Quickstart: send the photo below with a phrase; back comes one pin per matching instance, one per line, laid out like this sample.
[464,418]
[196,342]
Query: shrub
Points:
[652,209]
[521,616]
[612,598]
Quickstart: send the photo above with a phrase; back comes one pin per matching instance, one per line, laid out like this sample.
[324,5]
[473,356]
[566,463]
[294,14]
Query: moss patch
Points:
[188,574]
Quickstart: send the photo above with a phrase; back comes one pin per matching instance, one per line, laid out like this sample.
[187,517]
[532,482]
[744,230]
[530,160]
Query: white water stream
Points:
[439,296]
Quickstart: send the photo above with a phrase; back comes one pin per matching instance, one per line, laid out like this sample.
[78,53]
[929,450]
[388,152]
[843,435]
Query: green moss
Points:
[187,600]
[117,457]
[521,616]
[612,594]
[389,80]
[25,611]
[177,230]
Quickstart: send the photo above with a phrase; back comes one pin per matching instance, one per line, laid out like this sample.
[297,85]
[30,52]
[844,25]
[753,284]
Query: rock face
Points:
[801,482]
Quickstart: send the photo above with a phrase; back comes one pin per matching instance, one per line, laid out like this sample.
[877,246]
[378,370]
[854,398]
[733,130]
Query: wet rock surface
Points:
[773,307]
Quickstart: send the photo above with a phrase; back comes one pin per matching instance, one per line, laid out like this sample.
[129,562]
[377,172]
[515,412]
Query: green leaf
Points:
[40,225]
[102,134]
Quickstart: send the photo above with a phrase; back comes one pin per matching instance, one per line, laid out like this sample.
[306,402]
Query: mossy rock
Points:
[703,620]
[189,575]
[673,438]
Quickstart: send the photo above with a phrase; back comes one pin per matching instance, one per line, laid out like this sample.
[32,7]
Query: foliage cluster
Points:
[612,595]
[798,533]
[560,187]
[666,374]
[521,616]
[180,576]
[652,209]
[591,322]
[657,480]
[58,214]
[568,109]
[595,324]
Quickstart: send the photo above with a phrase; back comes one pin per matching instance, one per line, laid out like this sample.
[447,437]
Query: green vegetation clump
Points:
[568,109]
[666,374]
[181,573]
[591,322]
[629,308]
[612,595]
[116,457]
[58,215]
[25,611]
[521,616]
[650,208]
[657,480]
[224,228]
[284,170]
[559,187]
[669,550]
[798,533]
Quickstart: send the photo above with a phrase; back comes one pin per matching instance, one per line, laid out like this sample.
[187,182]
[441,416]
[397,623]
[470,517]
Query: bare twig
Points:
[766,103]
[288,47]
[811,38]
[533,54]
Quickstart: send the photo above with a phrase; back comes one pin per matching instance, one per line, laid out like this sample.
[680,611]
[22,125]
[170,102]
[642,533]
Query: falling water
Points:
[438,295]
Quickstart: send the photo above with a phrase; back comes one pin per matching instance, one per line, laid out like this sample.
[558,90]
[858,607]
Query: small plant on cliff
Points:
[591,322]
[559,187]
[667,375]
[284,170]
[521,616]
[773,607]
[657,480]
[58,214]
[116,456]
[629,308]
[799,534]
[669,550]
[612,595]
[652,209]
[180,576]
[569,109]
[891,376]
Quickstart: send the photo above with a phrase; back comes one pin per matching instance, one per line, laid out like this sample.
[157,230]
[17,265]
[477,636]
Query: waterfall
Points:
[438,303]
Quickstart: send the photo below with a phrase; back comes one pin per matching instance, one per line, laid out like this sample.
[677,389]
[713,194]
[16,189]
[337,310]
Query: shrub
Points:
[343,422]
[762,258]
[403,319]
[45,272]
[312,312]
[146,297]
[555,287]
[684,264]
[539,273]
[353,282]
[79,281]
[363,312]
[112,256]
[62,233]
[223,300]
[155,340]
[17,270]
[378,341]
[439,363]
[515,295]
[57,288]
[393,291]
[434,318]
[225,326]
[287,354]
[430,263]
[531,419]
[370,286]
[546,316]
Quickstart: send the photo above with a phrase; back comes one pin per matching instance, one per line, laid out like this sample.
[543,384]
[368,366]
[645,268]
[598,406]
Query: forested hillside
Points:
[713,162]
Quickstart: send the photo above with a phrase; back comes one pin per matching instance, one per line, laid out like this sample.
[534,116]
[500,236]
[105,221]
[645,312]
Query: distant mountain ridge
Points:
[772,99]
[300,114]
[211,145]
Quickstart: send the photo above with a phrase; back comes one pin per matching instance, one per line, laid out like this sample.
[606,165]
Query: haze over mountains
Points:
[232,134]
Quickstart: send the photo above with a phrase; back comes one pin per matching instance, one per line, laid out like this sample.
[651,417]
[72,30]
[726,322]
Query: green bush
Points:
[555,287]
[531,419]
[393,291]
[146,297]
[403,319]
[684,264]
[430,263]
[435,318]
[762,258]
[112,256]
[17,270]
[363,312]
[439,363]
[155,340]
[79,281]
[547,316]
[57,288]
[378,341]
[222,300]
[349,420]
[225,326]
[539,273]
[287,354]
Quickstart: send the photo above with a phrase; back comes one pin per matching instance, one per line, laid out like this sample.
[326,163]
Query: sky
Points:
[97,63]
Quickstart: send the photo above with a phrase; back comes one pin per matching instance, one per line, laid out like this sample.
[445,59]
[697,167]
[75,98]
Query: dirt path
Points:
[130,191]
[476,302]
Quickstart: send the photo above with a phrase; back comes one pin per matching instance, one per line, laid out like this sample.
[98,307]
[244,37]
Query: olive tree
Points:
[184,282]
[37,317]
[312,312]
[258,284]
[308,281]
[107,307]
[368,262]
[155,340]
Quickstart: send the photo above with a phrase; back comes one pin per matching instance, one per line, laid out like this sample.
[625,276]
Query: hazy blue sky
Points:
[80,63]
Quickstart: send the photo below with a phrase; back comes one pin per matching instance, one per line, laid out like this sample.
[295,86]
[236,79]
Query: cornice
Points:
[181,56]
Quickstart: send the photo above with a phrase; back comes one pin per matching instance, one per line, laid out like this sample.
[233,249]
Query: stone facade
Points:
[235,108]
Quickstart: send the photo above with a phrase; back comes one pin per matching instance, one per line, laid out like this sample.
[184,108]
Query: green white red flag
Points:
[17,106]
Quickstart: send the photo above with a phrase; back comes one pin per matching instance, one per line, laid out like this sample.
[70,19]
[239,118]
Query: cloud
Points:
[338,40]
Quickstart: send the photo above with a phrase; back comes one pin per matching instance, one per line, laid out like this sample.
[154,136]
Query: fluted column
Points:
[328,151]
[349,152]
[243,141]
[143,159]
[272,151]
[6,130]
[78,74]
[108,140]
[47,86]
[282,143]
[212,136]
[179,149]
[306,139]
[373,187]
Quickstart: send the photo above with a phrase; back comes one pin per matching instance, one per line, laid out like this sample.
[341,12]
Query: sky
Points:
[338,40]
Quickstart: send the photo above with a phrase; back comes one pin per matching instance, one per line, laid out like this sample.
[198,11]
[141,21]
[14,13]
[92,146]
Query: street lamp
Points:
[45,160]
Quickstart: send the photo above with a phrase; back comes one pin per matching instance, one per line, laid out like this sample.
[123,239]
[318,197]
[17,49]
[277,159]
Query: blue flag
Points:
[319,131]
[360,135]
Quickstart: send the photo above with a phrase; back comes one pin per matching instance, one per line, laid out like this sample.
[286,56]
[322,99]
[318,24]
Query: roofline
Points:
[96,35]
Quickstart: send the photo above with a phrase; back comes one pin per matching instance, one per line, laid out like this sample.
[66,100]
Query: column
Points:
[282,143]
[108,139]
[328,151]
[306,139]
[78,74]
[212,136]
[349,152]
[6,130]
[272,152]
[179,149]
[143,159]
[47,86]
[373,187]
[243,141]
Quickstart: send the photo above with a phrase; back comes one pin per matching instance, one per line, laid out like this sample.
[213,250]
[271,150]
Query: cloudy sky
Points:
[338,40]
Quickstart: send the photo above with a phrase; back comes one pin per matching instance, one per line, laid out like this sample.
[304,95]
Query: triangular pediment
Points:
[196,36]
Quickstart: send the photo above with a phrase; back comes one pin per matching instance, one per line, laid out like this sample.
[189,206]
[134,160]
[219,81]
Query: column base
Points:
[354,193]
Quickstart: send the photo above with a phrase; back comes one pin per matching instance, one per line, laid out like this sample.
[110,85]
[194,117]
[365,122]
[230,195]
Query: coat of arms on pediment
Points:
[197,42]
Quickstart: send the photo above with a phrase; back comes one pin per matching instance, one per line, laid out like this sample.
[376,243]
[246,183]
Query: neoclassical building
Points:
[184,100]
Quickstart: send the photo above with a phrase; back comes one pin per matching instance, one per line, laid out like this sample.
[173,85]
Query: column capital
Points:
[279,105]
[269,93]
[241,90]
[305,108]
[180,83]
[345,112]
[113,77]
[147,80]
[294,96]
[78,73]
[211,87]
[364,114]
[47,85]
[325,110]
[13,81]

> [WRITTEN REQUEST]:
Pull out every line above that contains the string "flag". Case counts.

> [RESULT OF THIS TASK]:
Query: green white red flag
Query: blue flag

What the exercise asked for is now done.